WHAT TO WORK ON →
A. Please update the records, beginning at the line that has "For every instance of the building" and running through the end of the records, so that "thickest" becomes "widest" and nothing else changes. Leave the pictures out of your answer.
B. Go on with the ATLES fine-tuning v2 release notes from the point where they stop.
═════ TEXT SECTION
ATLES Fine-Tuning v2 Release Notes

Overview

This release packages the new v2 training corpus (memory stores + engineering docs) and a reusable fine-tuning entrypoint that targets three model families: llama3.2, gamma3:4b, and qwen33.1:7b. The objectives are:

consolidate every available memory artifact and vetted documentation into a single dataset
support repeatable LoRA-style supervised fine-tuning against the same dataset for each base model
version outputs under models/v2/<alias> so the autonomy stack can swap between families without manual wiring

Data Sources

Source	Notes
`atles_app/atles_memory`	latest on-device memory (core, semantic, episodic, user prefs, daemon sessions)
`atles_memory`	historical/archived memory tree and checkpoints
`docs/guides`, `docs/architecture`, `docs/updates`, `docs/bugs`, `docs/system-analysis`, `docs/memory-system`	coder-facing documentation, fixes, roadmaps, and safety specs

Dataset build script: python atles_app/fine_tune/build_dataset_v2.py

Outputs under datasets/v2/:

combined_train.jsonl (5,838 examples)
combined_val.jsonl (649 examples)
metadata.json (counts, directory provenance)

Each example contains:

{
  "prompt": "Instruction: ... Response:",
  "completion": "<ground-truth text>",
  "source": "relative/path",
  "kind": "memory|doc",
  "category": "<i.e., constitutional, guides, etc.>"
}

Fine-Tuning Pipeline

Entrypoint: python atles_app/fine_tune/fine_tune_v2.py --model <alias> [--dry-run]

Configs (edit as needed):

Alias	Config	Base model	Batch	Epochs	Notes
`llama3.2`	`configs/fine_tune_llama3.2_v2.json`	`meta-llama/Meta-Llama-3-8B-Instruct`	2 (grad accum 8)	2	4K ctx, LoRA r=16
`gamma3:4b`	`configs/fine_tune_gamma3-4b_v2.json`	`google/gemma-2b-it`	4 (grad accum 4)	3	3K ctx, LoRA r=32
`qwen33.1:7b`	`configs/fine_tune_qwen33.1-7b_v2.json`	`Qwen/Qwen2.5-7B-Instruct`	1 (grad accum 16)	2	4K ctx, LoRA r=16

The script:

loads dataset JSONL files
tokenizes to max_seq_length
applies optional LoRA adapters (PEFT)
══════════
═════ EXERCISE MATERIAL
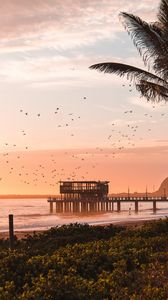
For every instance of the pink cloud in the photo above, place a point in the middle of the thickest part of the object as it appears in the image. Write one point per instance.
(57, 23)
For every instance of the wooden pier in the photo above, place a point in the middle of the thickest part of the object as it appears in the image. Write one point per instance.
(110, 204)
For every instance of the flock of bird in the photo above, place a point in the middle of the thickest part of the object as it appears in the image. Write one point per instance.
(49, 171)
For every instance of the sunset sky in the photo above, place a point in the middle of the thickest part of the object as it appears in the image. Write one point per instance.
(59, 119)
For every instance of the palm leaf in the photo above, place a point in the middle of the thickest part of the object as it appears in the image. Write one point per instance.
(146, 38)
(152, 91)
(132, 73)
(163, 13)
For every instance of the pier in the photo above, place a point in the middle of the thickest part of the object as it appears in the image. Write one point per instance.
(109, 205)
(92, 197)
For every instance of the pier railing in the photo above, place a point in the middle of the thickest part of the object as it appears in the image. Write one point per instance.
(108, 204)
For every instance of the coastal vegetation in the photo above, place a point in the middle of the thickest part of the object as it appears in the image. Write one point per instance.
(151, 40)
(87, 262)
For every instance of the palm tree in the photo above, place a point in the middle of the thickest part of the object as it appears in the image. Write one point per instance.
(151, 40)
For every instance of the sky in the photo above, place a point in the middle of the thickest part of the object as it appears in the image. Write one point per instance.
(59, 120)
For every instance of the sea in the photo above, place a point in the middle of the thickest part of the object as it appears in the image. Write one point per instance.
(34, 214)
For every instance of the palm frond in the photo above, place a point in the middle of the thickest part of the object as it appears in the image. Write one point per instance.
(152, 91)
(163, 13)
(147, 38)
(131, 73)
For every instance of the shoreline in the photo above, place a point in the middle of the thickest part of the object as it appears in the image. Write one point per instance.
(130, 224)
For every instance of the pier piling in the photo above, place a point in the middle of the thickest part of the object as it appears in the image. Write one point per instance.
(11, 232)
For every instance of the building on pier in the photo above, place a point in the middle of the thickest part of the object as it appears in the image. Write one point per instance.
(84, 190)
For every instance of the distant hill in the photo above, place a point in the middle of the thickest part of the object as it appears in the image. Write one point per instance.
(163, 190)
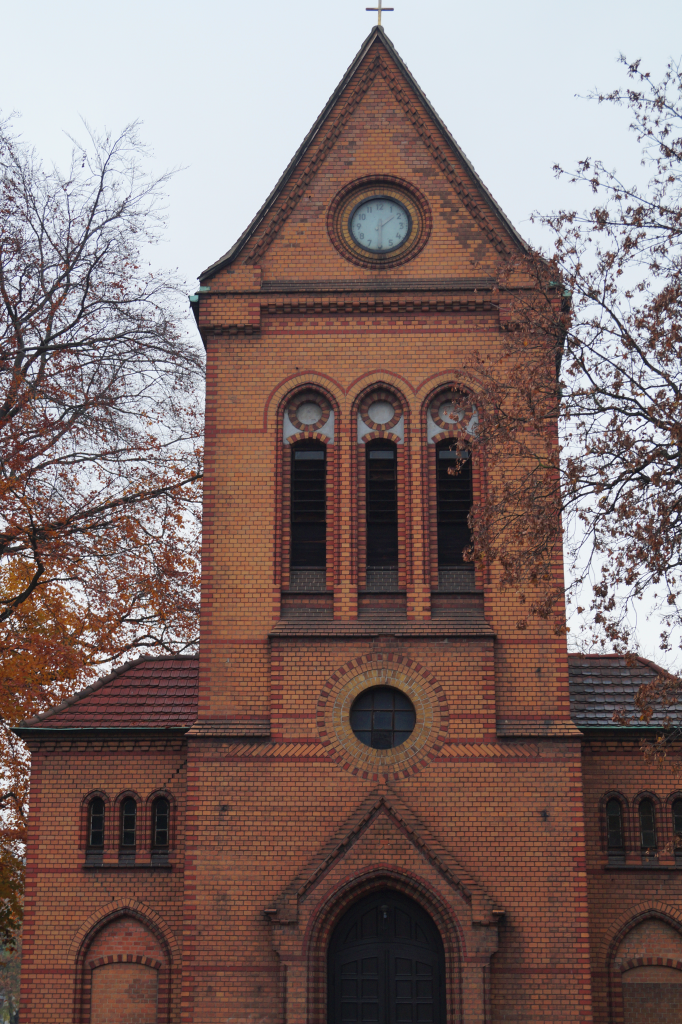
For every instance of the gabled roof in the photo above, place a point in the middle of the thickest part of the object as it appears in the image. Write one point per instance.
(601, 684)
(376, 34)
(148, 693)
══════════
PER-TASK OUTPUTS →
A.
For every instance of the building on pier in the photo above, place a point in the middle of the widest part of the object as it appears in the image. Write one point per instance.
(84, 190)
For every instance of the distant hill in the photo above, place a point in the middle of the widest part of the object as it appears in the image. Write one point per instance.
(163, 190)
For every instance of the gabled roof in the photo above, place a point in the middle of the widest part of the object as it appears in the image. Write one point per instance.
(601, 684)
(376, 34)
(148, 693)

B.
launches Hugging Face Trainer with supplied hyperparameters
writes artifacts to models/v2/<alias_safe>/final plus tokenizer snapshot

Example dry-run

python atles_app/fine_tune/fine_tune_v2.py --model llama3.2 --dry-run

Dry run prints the resolved config/dataset/output paths so you can verify before committing GPU hours.

Full training

Remove --dry-run and ensure torch, transformers, datasets, and peft are installed (GPU with ≥24GB recommended for the larger models). Sample invocation:

python atles_app/fine_tune/fine_tune_v2.py --model gamma3:4b

Monitor logs under models/v2/<alias_safe>; intermediate checkpoints save every 200 global steps by default.

Validation & Reporting

After each training run:

capture objective metrics from the console (loss, eval loss) and store in reports/v2/<alias>.md
record qualitative probes (e.g., memory recall, coding behavior)
update the models registry / Ollama Modelfiles to reference the new <alias>-v2 artifacts

Next Actions

Schedule real GPU runs (dry-runs completed for all aliases; actual training pending hardware availability)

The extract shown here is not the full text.